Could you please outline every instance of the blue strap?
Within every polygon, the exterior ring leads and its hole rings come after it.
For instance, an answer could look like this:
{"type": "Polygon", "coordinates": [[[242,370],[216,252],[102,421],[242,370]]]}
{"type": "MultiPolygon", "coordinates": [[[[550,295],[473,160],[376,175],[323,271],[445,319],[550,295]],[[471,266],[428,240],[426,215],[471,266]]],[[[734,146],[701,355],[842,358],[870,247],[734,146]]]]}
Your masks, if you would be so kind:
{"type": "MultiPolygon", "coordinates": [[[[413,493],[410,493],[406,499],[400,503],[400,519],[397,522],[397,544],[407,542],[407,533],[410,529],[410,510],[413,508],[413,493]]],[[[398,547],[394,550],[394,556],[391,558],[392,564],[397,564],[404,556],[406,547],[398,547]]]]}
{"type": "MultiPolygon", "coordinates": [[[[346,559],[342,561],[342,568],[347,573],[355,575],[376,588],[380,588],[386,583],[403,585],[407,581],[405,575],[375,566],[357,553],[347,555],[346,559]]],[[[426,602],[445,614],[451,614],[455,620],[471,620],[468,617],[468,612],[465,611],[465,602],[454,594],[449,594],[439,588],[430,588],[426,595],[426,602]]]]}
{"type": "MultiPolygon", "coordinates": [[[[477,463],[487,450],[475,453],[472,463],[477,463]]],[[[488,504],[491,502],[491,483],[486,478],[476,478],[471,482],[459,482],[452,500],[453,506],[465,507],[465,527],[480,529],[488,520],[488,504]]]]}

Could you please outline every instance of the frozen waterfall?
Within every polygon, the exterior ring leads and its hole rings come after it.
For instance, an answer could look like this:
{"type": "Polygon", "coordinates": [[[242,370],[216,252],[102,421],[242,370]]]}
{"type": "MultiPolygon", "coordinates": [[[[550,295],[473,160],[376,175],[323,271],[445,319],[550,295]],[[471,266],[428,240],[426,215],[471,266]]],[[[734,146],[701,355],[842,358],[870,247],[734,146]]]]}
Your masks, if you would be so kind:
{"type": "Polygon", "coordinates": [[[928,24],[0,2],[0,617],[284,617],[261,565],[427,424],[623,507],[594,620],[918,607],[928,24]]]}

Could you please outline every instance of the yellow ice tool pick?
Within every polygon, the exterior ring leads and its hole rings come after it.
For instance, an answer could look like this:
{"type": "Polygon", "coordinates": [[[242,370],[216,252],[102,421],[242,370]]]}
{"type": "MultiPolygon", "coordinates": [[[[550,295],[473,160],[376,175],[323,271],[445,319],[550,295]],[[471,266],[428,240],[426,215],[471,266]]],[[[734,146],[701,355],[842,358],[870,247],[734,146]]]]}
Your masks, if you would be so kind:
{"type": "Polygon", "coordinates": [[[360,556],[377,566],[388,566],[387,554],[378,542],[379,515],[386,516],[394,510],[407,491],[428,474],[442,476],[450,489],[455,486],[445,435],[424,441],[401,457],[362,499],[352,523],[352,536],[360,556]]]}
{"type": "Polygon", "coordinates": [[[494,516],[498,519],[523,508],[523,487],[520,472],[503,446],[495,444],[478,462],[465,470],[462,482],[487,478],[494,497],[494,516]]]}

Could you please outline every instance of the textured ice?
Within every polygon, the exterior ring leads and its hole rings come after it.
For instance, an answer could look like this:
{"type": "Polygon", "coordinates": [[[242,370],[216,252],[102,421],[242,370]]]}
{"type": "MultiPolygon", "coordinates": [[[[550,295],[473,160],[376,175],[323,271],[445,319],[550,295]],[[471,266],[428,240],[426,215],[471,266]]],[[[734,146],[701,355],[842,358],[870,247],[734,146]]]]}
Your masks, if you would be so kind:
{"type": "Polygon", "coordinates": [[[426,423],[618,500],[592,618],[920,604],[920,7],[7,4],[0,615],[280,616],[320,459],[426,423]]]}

**What needs to be done:**
Reproduce the items above word for word, starting at the line that contains "Could you please outline every instance of the yellow" and continuing through the last line of the items.

**Solution for this exercise:**
Could you please outline every instance of the yellow ice tool pick?
Within every polygon, the exterior ring leads and its hole rings come after it.
For instance, an answer could look like this:
{"type": "Polygon", "coordinates": [[[242,370],[216,252],[102,421],[242,370]]]}
{"type": "MultiPolygon", "coordinates": [[[[550,295],[473,160],[376,175],[323,271],[445,319],[550,295]],[[471,266],[428,240],[426,215],[471,266]]],[[[734,146],[701,355],[842,358],[870,247],[734,146]]]]}
Your masks, if you would be so kind:
{"type": "Polygon", "coordinates": [[[360,556],[377,566],[388,566],[387,554],[378,542],[379,515],[386,516],[394,510],[407,491],[428,474],[442,476],[450,489],[455,486],[445,435],[424,441],[401,457],[362,499],[352,523],[352,536],[360,556]]]}
{"type": "Polygon", "coordinates": [[[494,516],[498,519],[523,508],[523,487],[520,472],[503,446],[495,444],[478,462],[465,470],[462,482],[487,478],[494,497],[494,516]]]}

Could you please outline every instance of the textured ice?
Within every polygon, the exterior ring leads and its hole rings come after it.
For instance, an answer could look like this:
{"type": "Polygon", "coordinates": [[[242,370],[216,252],[102,421],[242,370]]]}
{"type": "MultiPolygon", "coordinates": [[[[550,295],[473,160],[376,175],[323,271],[445,319],[550,295]],[[471,266],[428,240],[426,215],[471,266]]],[[[734,146],[701,355],[842,358],[870,247],[734,146]]]]}
Your masks, if you would be so kind:
{"type": "Polygon", "coordinates": [[[426,423],[618,500],[592,618],[920,604],[920,7],[7,4],[0,615],[280,616],[320,459],[426,423]]]}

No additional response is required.